── Data supplied ──
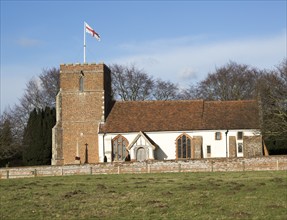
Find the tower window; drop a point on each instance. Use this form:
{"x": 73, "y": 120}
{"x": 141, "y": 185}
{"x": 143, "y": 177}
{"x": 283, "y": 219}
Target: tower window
{"x": 81, "y": 82}
{"x": 217, "y": 135}
{"x": 240, "y": 148}
{"x": 239, "y": 135}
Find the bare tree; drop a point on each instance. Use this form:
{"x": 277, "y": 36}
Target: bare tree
{"x": 272, "y": 90}
{"x": 39, "y": 93}
{"x": 131, "y": 83}
{"x": 165, "y": 90}
{"x": 230, "y": 82}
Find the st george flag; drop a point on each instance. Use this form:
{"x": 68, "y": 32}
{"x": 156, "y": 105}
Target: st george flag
{"x": 92, "y": 32}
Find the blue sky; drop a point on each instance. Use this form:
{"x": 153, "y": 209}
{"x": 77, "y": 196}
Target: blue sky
{"x": 180, "y": 41}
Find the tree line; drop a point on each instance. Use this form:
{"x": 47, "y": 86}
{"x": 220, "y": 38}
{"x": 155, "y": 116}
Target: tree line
{"x": 25, "y": 129}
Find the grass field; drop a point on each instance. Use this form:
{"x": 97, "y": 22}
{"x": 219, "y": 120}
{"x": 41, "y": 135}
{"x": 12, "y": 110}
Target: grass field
{"x": 220, "y": 195}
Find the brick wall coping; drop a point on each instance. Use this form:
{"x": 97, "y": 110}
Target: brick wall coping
{"x": 197, "y": 165}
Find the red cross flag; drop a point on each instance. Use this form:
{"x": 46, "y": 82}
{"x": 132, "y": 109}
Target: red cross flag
{"x": 92, "y": 32}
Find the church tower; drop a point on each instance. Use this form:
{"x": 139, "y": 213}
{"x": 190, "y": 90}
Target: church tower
{"x": 82, "y": 104}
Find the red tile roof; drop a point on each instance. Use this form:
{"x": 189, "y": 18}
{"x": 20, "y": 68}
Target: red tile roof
{"x": 179, "y": 115}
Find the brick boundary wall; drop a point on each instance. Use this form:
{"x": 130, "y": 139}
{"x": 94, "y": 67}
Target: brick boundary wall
{"x": 197, "y": 165}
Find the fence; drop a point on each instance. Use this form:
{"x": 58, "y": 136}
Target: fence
{"x": 200, "y": 165}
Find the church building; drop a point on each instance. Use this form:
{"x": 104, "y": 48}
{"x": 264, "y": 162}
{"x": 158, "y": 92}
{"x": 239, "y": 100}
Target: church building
{"x": 92, "y": 128}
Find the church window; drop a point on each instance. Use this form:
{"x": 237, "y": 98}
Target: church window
{"x": 208, "y": 150}
{"x": 183, "y": 146}
{"x": 81, "y": 82}
{"x": 239, "y": 135}
{"x": 217, "y": 135}
{"x": 119, "y": 144}
{"x": 240, "y": 148}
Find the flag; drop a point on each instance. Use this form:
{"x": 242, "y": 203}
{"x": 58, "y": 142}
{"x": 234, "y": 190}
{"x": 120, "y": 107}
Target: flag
{"x": 92, "y": 32}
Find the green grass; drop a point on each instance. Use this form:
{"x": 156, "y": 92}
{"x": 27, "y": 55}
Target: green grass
{"x": 220, "y": 195}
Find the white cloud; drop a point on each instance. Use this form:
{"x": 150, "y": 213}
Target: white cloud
{"x": 28, "y": 42}
{"x": 185, "y": 60}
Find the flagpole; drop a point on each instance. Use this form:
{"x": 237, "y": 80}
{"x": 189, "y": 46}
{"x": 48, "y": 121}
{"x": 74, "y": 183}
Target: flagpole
{"x": 84, "y": 42}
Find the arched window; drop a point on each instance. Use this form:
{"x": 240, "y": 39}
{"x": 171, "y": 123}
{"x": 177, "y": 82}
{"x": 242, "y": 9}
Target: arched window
{"x": 183, "y": 147}
{"x": 119, "y": 144}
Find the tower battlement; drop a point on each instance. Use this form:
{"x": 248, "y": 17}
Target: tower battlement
{"x": 83, "y": 102}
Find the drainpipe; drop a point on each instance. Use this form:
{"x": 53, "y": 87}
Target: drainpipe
{"x": 226, "y": 133}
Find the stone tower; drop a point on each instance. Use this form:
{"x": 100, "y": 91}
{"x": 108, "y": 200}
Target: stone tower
{"x": 83, "y": 103}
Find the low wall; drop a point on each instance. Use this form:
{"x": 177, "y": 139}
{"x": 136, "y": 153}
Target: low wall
{"x": 200, "y": 165}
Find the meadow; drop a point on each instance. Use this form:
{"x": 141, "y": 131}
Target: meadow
{"x": 218, "y": 195}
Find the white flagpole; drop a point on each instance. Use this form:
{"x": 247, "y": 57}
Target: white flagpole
{"x": 84, "y": 42}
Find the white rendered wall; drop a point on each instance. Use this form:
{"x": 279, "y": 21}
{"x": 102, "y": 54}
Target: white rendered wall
{"x": 167, "y": 145}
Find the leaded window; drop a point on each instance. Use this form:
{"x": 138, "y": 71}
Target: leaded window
{"x": 119, "y": 148}
{"x": 81, "y": 83}
{"x": 183, "y": 146}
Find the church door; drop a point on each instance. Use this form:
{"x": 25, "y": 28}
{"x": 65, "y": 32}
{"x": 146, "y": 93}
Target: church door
{"x": 141, "y": 154}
───
> To be done: Convert every line of the records above into a Markdown table with the columns Row and Line, numbering the rows and leaving out blank lines. Omit the pictures.

> Response for this exercise:
| Row | Line |
|---|---|
| 1 | Find the tower window; drop a point on each instance. Use this form: |
| 2 | {"x": 73, "y": 120} |
| 3 | {"x": 141, "y": 185} |
| 4 | {"x": 143, "y": 177} |
| 5 | {"x": 283, "y": 219} |
| 6 | Target: tower window |
| 7 | {"x": 81, "y": 82} |
| 8 | {"x": 217, "y": 135} |
| 9 | {"x": 240, "y": 148} |
| 10 | {"x": 239, "y": 135} |
| 11 | Find the bare tree; drop a point on each instance. Use this form: |
| 12 | {"x": 277, "y": 36} |
| 13 | Target: bare tree |
| 14 | {"x": 272, "y": 90} |
| 15 | {"x": 39, "y": 93} |
| 16 | {"x": 131, "y": 83} |
| 17 | {"x": 165, "y": 90} |
| 18 | {"x": 230, "y": 82} |
| 19 | Find the st george flag; drop a point on each instance. Use this form: |
| 20 | {"x": 68, "y": 32} |
| 21 | {"x": 156, "y": 105} |
| 22 | Target: st george flag |
| 23 | {"x": 92, "y": 32} |
| 24 | Find the blue sky; drop a point on each instance. Use this form: |
| 25 | {"x": 153, "y": 209} |
| 26 | {"x": 77, "y": 196} |
| 27 | Target: blue sky |
| 28 | {"x": 180, "y": 41} |
| 29 | Find the tree line; drop a point on each instance. Use this form: |
| 30 | {"x": 47, "y": 86} |
| 31 | {"x": 220, "y": 38} |
| 32 | {"x": 155, "y": 116} |
| 33 | Target: tree line |
| 34 | {"x": 25, "y": 129} |
| 35 | Find the grass field; drop a point on each instance. Use this form: |
| 36 | {"x": 97, "y": 22} |
| 37 | {"x": 219, "y": 120} |
| 38 | {"x": 41, "y": 135} |
| 39 | {"x": 12, "y": 110} |
| 40 | Target: grass field |
| 41 | {"x": 220, "y": 195} |
| 42 | Find the brick wall coping; drop a point on each instance. Use this form: |
| 43 | {"x": 97, "y": 110} |
| 44 | Target: brick wall coping |
| 45 | {"x": 197, "y": 165} |
| 46 | Find the red cross flag; drop a point on each instance. Use this form: |
| 47 | {"x": 46, "y": 82} |
| 48 | {"x": 132, "y": 109} |
| 49 | Target: red cross flag |
| 50 | {"x": 92, "y": 32} |
| 51 | Find the church tower; drop a point on each instance. Use this form: |
| 52 | {"x": 139, "y": 213} |
| 53 | {"x": 190, "y": 90} |
| 54 | Target: church tower |
| 55 | {"x": 82, "y": 104} |
| 56 | Find the red tile roof; drop a point on each instance. Use this form: |
| 57 | {"x": 189, "y": 18} |
| 58 | {"x": 20, "y": 68} |
| 59 | Target: red tile roof |
| 60 | {"x": 179, "y": 115} |
| 61 | Find the brick boundary wall; drop a point on each instance. Use this form: |
| 62 | {"x": 130, "y": 139} |
| 63 | {"x": 94, "y": 67} |
| 64 | Target: brick boundary wall |
| 65 | {"x": 197, "y": 165} |
| 66 | Find the fence; drop a point on each instance. Use this form: |
| 67 | {"x": 58, "y": 136} |
| 68 | Target: fence |
| 69 | {"x": 200, "y": 165} |
| 70 | Find the church building; drop a point on each instance. Use this form: |
| 71 | {"x": 104, "y": 48} |
| 72 | {"x": 264, "y": 162} |
| 73 | {"x": 158, "y": 92} |
| 74 | {"x": 239, "y": 100} |
| 75 | Target: church building |
| 76 | {"x": 92, "y": 128} |
| 77 | Find the church window; drop a point on each instance. Use this form: |
| 78 | {"x": 237, "y": 98} |
| 79 | Target: church window |
| 80 | {"x": 208, "y": 150} |
| 81 | {"x": 183, "y": 146} |
| 82 | {"x": 81, "y": 82} |
| 83 | {"x": 239, "y": 135} |
| 84 | {"x": 217, "y": 135} |
| 85 | {"x": 119, "y": 144} |
| 86 | {"x": 240, "y": 148} |
| 87 | Find the flag; drop a point on each instance. Use this form: |
| 88 | {"x": 242, "y": 203} |
| 89 | {"x": 58, "y": 142} |
| 90 | {"x": 234, "y": 190} |
| 91 | {"x": 120, "y": 107} |
| 92 | Target: flag |
| 93 | {"x": 92, "y": 32} |
| 94 | Find the green grass; drop a point on each instance. Use this form: |
| 95 | {"x": 156, "y": 92} |
| 96 | {"x": 27, "y": 55} |
| 97 | Target: green grass |
| 98 | {"x": 220, "y": 195} |
| 99 | Find the white cloud; drop a point on each instance. Use this form: |
| 100 | {"x": 150, "y": 213} |
| 101 | Target: white cloud |
| 102 | {"x": 28, "y": 42} |
| 103 | {"x": 185, "y": 60} |
| 104 | Find the flagpole; drop a point on each instance. Use this form: |
| 105 | {"x": 237, "y": 80} |
| 106 | {"x": 189, "y": 46} |
| 107 | {"x": 48, "y": 121} |
| 108 | {"x": 74, "y": 183} |
| 109 | Target: flagpole |
| 110 | {"x": 84, "y": 42} |
| 111 | Find the arched window; drop a point on each instance. Use this form: |
| 112 | {"x": 240, "y": 39} |
| 113 | {"x": 171, "y": 123} |
| 114 | {"x": 177, "y": 82} |
| 115 | {"x": 242, "y": 9} |
| 116 | Target: arched window |
| 117 | {"x": 183, "y": 147} |
| 118 | {"x": 119, "y": 144} |
| 119 | Find the tower battlement; drop a point on each instance. Use this form: |
| 120 | {"x": 248, "y": 17} |
| 121 | Target: tower battlement |
| 122 | {"x": 83, "y": 102} |
| 123 | Find the drainpipe; drop a point on each instance. Use this form: |
| 124 | {"x": 53, "y": 87} |
| 125 | Target: drainpipe |
| 126 | {"x": 226, "y": 133} |
| 127 | Find the stone tower; drop a point on each instance. Use this form: |
| 128 | {"x": 100, "y": 91} |
| 129 | {"x": 108, "y": 200} |
| 130 | Target: stone tower |
| 131 | {"x": 83, "y": 103} |
| 132 | Find the low wall; drop a point on each instance. Use this form: |
| 133 | {"x": 177, "y": 139} |
| 134 | {"x": 136, "y": 153} |
| 135 | Target: low wall |
| 136 | {"x": 200, "y": 165} |
| 137 | Find the meadow; drop a point on each instance. Use this form: |
| 138 | {"x": 141, "y": 131} |
| 139 | Target: meadow |
| 140 | {"x": 218, "y": 195} |
| 141 | Find the white flagpole; drop a point on each instance. Use this form: |
| 142 | {"x": 247, "y": 57} |
| 143 | Target: white flagpole |
| 144 | {"x": 84, "y": 42} |
| 145 | Find the white rendered wall; drop a point on each instance. Use this form: |
| 146 | {"x": 279, "y": 21} |
| 147 | {"x": 102, "y": 54} |
| 148 | Target: white rendered wall |
| 149 | {"x": 167, "y": 145} |
| 150 | Find the leaded window; drop a point on each instance. Use this form: |
| 151 | {"x": 138, "y": 71} |
| 152 | Target: leaded window |
| 153 | {"x": 119, "y": 148} |
| 154 | {"x": 81, "y": 83} |
| 155 | {"x": 183, "y": 146} |
| 156 | Find the church door; drop a point on each instance. Use this form: |
| 157 | {"x": 25, "y": 28} |
| 158 | {"x": 65, "y": 32} |
| 159 | {"x": 146, "y": 93} |
| 160 | Target: church door |
| 161 | {"x": 141, "y": 154} |